Whole-genome sequencing

Whole-genome sequencing (WGS) of the E. amylovora isolates was performed using the PacBio RSII (Pacific Bioscience, Menlo Park, CA, USA) and HiSeq™ 4000 (Illumina, San Diego, CA, USA) platform combination. Briefly, to construct the library, 8 µg of genomic DNA was sheared to a size of 20–40 kb using a g-TUBE (Covaris, Woburn, MA, USA). Then, using the PacBio DNA template Prep Kit v1.0 (Pacific Bioscience), 10 µL of library was prepared. SMRTbell templates were annealed and sequenced using the DNA/Polymerase Binding Kit P6 and the PacBio DNA Sequencing Kit 4.0 in 8-well SMRT cells, respectively. The subreads were assembled using the Hierarchical Genome Assembly Process v3 protocol and the SMRT Analysis Software v2.3, and the sequences were then corrected and fixed by Quiver v1 and SMRTpipe v2.3.0.139497, respectively. For the HiSeq sequencing, 1 µg of gDNA was randomly fragmented by Covaris, the adapters were ligated at the end of the fragment, and a size of 400–500 bp was selected for PCR amplification. Illumina reads were mapped against the assembled DNA using Pilon v1.21 for sequence compensation.

● DATA EXCERPT

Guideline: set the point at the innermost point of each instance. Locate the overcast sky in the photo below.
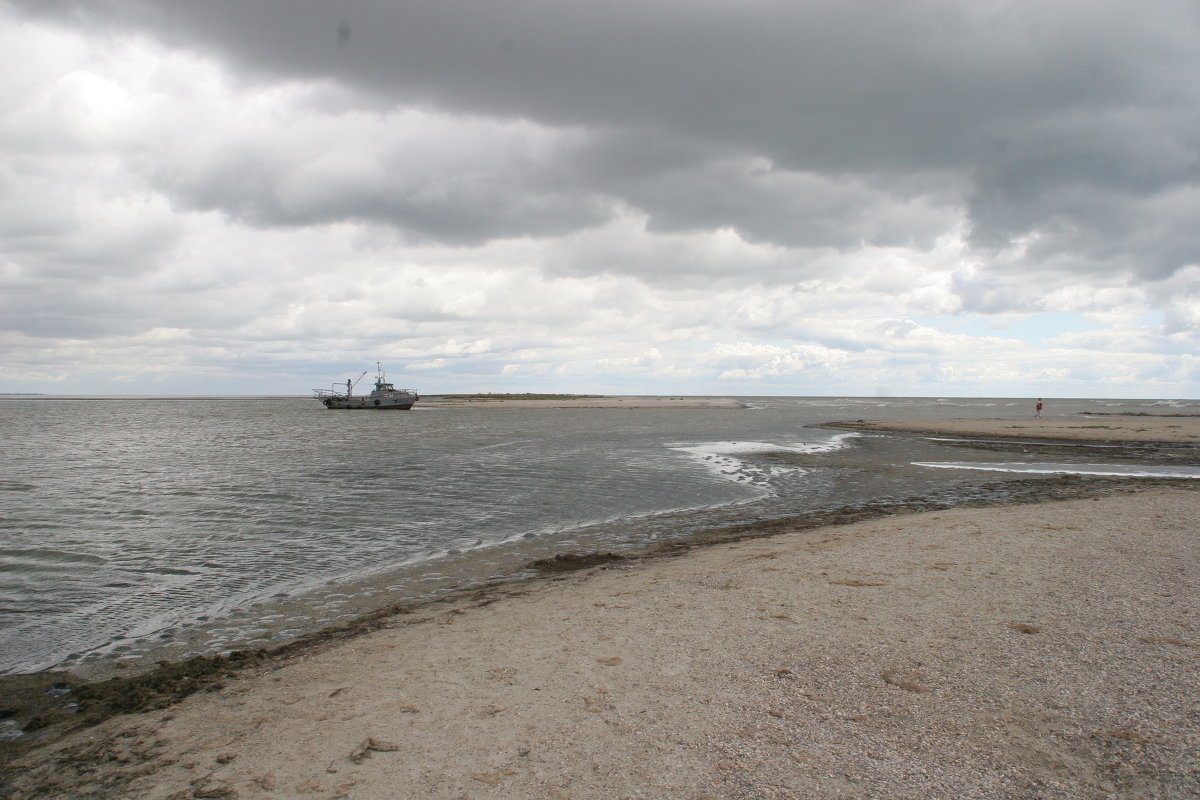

● WORK REQUIRED
In the whole-genome sequencing passage above, what device was used to shear the genomic DNA to a size of 20–40 kb?

● EXERCISE SOLUTION
A g-TUBE from Covaris.